--- start of TASK DATA ---

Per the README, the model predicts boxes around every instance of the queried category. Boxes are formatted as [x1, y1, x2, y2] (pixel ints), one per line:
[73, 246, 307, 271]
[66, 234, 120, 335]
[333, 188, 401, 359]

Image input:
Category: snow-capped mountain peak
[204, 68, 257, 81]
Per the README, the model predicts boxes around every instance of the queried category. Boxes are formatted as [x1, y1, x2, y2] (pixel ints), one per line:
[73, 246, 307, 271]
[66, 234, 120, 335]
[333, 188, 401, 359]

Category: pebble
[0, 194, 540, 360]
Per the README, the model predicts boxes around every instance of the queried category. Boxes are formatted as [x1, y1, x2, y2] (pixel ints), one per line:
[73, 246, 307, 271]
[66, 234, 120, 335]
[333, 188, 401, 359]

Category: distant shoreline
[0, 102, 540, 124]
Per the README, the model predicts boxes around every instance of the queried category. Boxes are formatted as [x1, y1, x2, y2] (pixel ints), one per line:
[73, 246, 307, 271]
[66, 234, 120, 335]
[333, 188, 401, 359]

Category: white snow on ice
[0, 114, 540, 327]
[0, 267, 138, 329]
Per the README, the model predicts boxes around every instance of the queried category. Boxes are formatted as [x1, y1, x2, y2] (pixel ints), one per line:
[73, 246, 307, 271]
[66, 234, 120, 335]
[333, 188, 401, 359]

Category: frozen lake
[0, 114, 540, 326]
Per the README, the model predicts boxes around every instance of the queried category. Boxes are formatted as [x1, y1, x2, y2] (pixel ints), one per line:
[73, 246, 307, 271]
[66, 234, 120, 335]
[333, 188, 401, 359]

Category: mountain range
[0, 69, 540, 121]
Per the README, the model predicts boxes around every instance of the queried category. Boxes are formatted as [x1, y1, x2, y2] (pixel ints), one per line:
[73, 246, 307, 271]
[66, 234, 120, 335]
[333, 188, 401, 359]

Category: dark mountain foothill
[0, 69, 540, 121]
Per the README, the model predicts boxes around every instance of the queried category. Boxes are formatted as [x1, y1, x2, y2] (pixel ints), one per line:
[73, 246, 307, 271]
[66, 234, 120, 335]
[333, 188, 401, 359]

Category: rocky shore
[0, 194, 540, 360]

--- end of TASK DATA ---

Pick out every line of the records above that contains the string "snow" and copy each one as it appears. Letter case counts when matching.

Category: snow-capped mountain peak
Category: white snow on ice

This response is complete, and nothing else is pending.